___ Input material ___

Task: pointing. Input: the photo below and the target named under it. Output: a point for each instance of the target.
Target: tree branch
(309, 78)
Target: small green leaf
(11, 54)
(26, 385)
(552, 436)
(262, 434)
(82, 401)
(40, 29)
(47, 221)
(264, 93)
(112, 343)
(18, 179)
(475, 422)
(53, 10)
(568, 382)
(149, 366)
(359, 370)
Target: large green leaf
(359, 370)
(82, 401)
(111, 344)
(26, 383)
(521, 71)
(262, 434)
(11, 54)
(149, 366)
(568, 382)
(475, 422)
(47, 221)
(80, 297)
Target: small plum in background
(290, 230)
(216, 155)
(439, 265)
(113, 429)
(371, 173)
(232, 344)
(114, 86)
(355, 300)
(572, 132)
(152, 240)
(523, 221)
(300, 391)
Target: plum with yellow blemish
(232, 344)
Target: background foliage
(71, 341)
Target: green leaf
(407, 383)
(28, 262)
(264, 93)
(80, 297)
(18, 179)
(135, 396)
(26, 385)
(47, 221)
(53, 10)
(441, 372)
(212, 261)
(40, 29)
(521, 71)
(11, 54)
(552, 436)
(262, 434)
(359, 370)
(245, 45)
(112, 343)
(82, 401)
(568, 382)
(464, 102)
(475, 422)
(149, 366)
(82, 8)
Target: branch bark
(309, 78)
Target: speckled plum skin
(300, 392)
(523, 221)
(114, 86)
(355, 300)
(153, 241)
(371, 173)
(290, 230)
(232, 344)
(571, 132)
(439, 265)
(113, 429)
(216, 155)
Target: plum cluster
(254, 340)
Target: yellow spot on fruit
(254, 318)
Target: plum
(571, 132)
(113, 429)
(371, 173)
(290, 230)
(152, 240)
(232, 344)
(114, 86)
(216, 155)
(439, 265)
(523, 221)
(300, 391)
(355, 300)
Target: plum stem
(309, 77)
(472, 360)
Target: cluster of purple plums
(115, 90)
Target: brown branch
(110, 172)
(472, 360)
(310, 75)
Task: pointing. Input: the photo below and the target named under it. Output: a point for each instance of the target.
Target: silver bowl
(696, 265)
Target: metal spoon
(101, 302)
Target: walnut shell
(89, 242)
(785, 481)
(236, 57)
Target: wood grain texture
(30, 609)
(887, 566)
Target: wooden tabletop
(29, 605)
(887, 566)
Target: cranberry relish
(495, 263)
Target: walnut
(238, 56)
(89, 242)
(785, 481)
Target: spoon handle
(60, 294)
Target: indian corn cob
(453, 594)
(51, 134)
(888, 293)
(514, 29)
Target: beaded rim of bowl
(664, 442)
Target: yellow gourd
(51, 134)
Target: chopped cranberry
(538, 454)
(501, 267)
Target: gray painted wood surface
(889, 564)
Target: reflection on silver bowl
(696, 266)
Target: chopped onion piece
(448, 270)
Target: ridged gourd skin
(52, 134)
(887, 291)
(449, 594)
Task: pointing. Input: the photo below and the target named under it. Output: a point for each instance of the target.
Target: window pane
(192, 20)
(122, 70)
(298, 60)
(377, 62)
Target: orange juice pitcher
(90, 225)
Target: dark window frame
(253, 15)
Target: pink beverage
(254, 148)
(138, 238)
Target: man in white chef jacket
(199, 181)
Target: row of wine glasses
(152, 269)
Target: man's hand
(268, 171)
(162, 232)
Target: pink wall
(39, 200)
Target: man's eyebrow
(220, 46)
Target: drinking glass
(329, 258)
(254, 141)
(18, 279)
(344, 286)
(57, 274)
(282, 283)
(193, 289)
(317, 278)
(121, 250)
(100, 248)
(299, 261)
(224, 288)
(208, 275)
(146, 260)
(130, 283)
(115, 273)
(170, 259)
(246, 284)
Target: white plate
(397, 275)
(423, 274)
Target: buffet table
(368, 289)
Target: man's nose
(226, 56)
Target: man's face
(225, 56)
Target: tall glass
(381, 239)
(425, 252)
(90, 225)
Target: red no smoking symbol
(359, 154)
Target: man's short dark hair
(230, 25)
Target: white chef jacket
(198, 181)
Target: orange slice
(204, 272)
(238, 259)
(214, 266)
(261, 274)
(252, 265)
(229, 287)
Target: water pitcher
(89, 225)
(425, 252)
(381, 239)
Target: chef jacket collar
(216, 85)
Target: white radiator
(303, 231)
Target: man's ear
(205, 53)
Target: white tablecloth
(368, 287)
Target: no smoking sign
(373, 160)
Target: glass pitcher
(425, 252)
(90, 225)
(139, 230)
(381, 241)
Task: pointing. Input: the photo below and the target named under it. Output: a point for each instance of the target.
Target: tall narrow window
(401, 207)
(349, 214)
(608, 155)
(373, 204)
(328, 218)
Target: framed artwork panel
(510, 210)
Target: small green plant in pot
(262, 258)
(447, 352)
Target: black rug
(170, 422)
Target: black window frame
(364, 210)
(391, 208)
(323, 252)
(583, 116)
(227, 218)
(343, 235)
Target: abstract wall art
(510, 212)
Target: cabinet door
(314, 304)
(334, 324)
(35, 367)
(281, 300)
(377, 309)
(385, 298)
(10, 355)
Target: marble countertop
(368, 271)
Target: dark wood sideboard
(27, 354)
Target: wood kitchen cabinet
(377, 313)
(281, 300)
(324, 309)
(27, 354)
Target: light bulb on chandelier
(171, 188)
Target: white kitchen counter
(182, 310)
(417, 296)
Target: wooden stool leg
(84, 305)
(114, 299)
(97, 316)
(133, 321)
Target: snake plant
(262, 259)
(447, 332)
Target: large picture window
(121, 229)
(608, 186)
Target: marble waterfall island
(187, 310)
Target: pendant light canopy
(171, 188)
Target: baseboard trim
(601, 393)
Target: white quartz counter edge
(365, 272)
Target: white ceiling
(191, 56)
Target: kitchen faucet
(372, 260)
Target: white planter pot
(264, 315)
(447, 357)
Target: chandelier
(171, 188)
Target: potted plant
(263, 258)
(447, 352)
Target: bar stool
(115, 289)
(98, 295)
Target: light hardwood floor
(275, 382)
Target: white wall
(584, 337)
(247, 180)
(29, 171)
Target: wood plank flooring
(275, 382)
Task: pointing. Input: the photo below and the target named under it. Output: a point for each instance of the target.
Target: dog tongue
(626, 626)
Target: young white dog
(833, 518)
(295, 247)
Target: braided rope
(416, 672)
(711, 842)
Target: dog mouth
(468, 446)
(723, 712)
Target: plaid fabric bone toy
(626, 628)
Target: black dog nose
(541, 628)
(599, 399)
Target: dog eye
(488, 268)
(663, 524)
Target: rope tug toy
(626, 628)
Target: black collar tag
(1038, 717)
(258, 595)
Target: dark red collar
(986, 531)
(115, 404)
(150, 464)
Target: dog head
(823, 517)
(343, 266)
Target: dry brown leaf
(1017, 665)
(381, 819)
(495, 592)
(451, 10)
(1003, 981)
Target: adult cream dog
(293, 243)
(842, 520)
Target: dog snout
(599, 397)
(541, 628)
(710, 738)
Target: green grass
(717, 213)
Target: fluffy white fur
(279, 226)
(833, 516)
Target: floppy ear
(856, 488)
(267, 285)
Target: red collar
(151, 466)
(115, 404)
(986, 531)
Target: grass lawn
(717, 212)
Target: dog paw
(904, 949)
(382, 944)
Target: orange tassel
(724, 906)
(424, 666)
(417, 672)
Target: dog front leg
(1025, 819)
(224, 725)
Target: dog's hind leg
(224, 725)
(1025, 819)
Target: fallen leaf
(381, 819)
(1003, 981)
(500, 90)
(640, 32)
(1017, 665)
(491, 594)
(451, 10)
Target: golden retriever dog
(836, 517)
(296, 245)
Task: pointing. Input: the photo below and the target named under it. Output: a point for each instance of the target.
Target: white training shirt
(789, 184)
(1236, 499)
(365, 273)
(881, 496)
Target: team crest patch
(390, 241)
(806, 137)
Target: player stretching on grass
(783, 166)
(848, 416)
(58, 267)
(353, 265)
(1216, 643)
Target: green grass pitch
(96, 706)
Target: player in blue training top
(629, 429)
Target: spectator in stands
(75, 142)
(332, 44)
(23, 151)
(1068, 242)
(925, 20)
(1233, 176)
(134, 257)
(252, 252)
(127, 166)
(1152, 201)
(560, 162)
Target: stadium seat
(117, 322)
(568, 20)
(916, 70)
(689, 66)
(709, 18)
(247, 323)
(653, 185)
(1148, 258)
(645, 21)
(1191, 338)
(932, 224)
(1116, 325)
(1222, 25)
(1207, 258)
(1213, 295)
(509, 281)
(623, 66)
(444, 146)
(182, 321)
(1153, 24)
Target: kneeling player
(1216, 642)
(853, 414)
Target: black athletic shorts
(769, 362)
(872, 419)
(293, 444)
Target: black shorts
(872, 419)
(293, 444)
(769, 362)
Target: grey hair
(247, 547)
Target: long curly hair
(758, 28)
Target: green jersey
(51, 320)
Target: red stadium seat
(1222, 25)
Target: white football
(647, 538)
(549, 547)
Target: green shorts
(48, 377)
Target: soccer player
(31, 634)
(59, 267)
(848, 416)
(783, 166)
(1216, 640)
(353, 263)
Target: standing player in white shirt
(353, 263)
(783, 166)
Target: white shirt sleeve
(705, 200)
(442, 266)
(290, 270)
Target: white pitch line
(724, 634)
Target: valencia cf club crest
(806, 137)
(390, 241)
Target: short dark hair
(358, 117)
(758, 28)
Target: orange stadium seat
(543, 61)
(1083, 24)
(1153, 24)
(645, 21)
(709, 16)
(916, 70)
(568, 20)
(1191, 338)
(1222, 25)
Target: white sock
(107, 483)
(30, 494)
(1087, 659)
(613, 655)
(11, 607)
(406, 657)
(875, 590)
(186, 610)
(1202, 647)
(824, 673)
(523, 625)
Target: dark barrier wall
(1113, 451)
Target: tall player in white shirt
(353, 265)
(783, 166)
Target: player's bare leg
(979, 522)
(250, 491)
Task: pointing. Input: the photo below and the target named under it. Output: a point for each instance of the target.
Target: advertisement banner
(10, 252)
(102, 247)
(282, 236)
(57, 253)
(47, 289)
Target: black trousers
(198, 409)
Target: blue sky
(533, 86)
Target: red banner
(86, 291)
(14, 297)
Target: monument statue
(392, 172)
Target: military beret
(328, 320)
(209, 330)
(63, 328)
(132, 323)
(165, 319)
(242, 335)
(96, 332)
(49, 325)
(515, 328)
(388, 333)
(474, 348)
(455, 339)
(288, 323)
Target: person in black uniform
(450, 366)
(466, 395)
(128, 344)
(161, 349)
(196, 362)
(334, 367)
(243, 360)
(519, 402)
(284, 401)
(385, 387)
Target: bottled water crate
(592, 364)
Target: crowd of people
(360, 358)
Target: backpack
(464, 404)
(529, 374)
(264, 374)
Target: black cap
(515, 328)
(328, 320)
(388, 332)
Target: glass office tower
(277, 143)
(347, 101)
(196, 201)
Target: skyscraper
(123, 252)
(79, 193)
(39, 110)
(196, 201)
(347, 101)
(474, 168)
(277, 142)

___

Stated task: Take the line that contains "Target: player's bare leg" and each line after it down to the last of the records, and retype them exactly; add nothing else.

Completed task:
Target: player's bare leg
(979, 522)
(250, 491)
Task: pointing. Input: the photo below and the target named under it. Output: a point for each instance of the target.
Target: advertisement banner
(10, 252)
(102, 247)
(282, 236)
(57, 253)
(47, 289)
Target: black trousers
(198, 409)
Target: blue sky
(533, 86)
Target: red banner
(86, 291)
(14, 297)
Target: monument statue
(392, 172)
Target: military beret
(328, 320)
(209, 330)
(63, 328)
(132, 323)
(165, 319)
(242, 335)
(96, 332)
(49, 325)
(515, 328)
(388, 333)
(474, 348)
(455, 339)
(288, 323)
Target: person in black uniform
(450, 366)
(466, 395)
(128, 344)
(161, 349)
(196, 362)
(334, 367)
(243, 360)
(519, 402)
(284, 401)
(385, 387)
Target: bottled water crate
(592, 364)
Target: crowd of people
(360, 358)
Target: backpack
(464, 404)
(529, 374)
(264, 374)
Target: black cap
(515, 328)
(328, 320)
(388, 332)
Target: glass office tower
(277, 143)
(347, 101)
(196, 201)
Target: skyscraper
(123, 252)
(79, 193)
(39, 110)
(196, 201)
(347, 101)
(474, 168)
(277, 142)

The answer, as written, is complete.